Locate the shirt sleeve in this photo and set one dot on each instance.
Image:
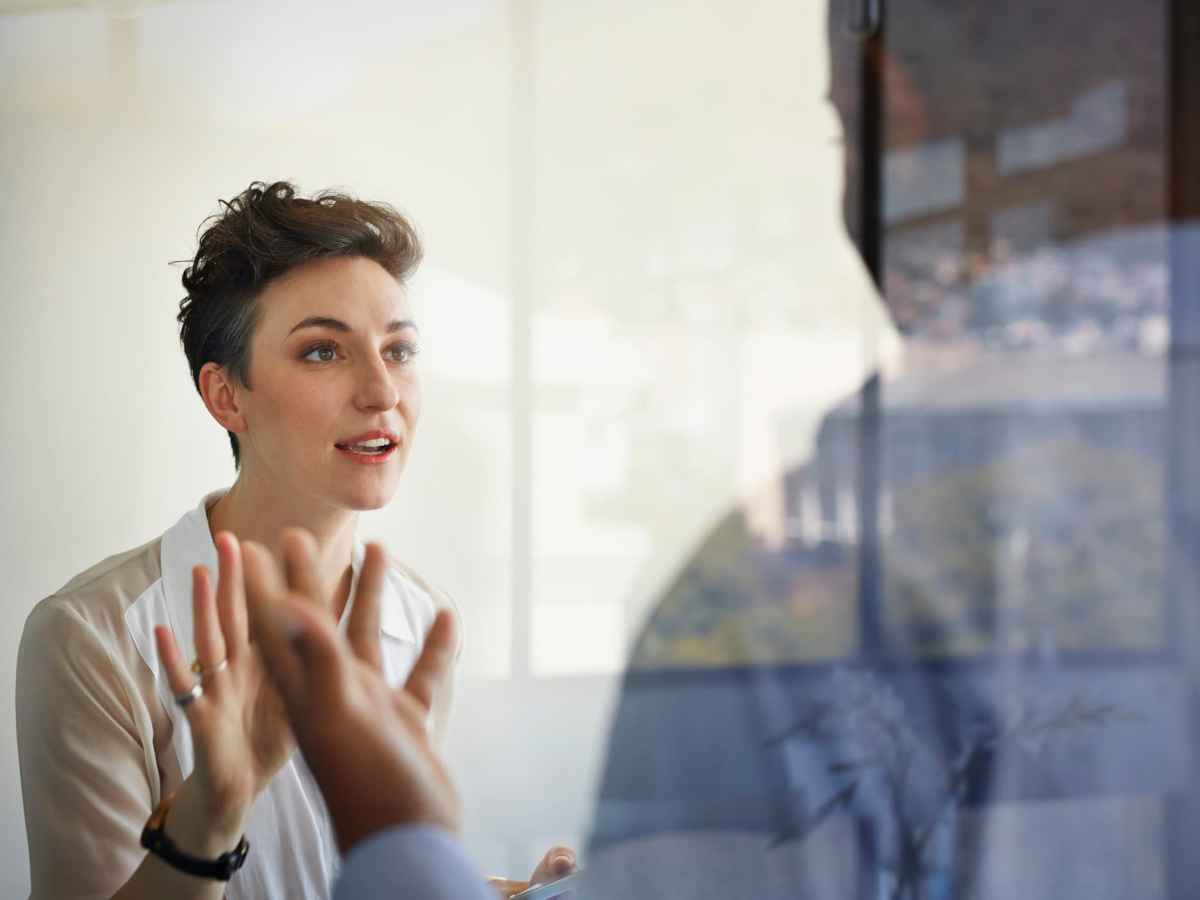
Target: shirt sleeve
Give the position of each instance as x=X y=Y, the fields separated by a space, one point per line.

---

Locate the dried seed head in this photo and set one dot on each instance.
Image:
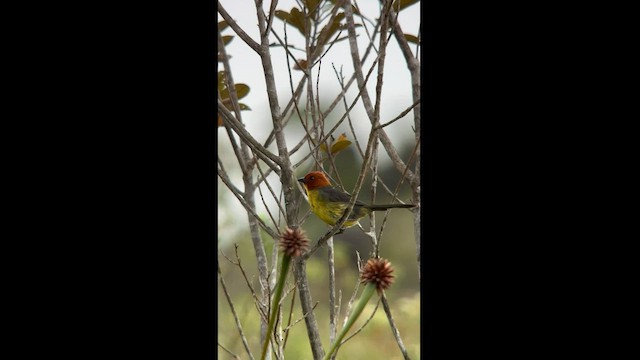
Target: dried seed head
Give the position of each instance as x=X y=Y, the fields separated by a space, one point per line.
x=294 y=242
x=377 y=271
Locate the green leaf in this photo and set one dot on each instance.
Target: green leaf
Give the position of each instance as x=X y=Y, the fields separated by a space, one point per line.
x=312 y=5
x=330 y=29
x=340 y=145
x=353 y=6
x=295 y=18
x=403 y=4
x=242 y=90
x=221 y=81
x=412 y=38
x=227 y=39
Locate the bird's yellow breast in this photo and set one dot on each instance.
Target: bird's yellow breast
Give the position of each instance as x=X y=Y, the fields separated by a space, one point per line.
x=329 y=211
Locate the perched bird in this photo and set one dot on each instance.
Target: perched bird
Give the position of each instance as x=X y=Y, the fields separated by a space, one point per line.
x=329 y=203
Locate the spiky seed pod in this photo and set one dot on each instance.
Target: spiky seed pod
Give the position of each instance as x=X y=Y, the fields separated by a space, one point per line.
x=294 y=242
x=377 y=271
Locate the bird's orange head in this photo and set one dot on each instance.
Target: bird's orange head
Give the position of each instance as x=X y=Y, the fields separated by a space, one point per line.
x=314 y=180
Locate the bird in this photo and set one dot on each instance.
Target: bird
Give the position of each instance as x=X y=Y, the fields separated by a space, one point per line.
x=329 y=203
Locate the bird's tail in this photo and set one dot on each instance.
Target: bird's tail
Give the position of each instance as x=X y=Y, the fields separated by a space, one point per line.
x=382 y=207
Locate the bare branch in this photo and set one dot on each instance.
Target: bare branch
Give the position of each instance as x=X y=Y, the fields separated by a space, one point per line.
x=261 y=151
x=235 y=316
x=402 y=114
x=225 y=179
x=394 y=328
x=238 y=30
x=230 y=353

_Task to complete_. Convert the rows starting at the line containing "Locate the bird's yellow" and ending at the line containing "x=314 y=180" into a two-column CSV with the headers "instruction" and "response", one line per row. Put each row's text and its answer in their own quoted fields, with line breaks replaced by spaces.

_Reply_.
instruction,response
"Locate the bird's yellow breast in this photo and set one dot on each instance. Target: bird's yellow breast Give the position of each instance as x=X y=Y, the fields separated by a space, one point per line.","x=329 y=211"
"Locate the perched bird in this photo and set one dot on each instance. Target: perched bird Give the position of each instance as x=X y=Y, the fields separated by a space, one point per line.","x=329 y=203"
"Locate the spiky seed pod in this photo and set one dot on each instance. Target: spiky seed pod Give the position of each instance as x=X y=Y, the fields separated by a space, one point per line.","x=294 y=242 x=377 y=271"
"Locate the bird's orange head in this photo and set one dot on each instance. Target: bird's orange head Give the position of each instance as x=X y=Y, the fields separated by a space, one point per line.","x=314 y=180"